(EXERCISES TO COMPLETE):
• A. Using the 2MX Organic press release, answer each question below on its own line:
(i) On what date was the business combination with InVivo Retail announced and published?
(ii) What type of company is 2MX Organic described as?
(iii) How many Market Shares did the redemption requests represent in total?
• B. Reproduce verbatim the part of the 2MX Organic press release between "At the end of" and "the United States.", inclusive.

(SOURCE TEXT):
#####

2MX Organic concludes redemption period InVivo and 2MX Organic take another step towards the combination with InVivo Retail
Paris, July 12, 2022 – 2MX Organic (ISIN: FR0014OOOT90, Euronext Paris) (the "Company"), a Special Purpose Acquisition Company (SPAC), announces the end of the redemption period for the holders of class B preferred shares (the "Market Shares") in the context of its contemplated business combination with InVivo Retail (the "IBC"), as announced and published on June 9, 2022.
This is another important step towards the business combination with InVivo Retail.
At the end of the redemption period, 2MX Organic has received redemption requests from shareholders (the "Dissenting Market Shareholders"), representing a total of 21,183,566 Market Shares, which both 2MX Organic and InVivo consider as very satisfactory in the current market conditions and in light of recent average levels of redemption requests for SPACs across Europe and in the United States.

#####

(DATA SEGMENT):
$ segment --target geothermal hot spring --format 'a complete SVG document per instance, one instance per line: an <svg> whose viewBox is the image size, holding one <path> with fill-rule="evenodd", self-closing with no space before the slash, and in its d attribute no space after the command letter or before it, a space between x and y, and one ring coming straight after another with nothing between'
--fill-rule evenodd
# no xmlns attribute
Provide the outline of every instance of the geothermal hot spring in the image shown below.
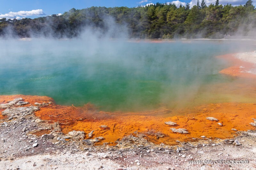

#####

(SOLUTION SET):
• A.
(i) June 9, 2022
(ii) A Special Purpose Acquisition Company (SPAC)
(iii) 21,183,566

• B.
At the end of the redemption period, 2MX Organic has received redemption requests from shareholders (the "Dissenting Market Shareholders"), representing a total of 21,183,566 Market Shares, which both 2MX Organic and InVivo consider as very satisfactory in the current market conditions and in light of recent average levels of redemption requests for SPACs across Europe and in the United States.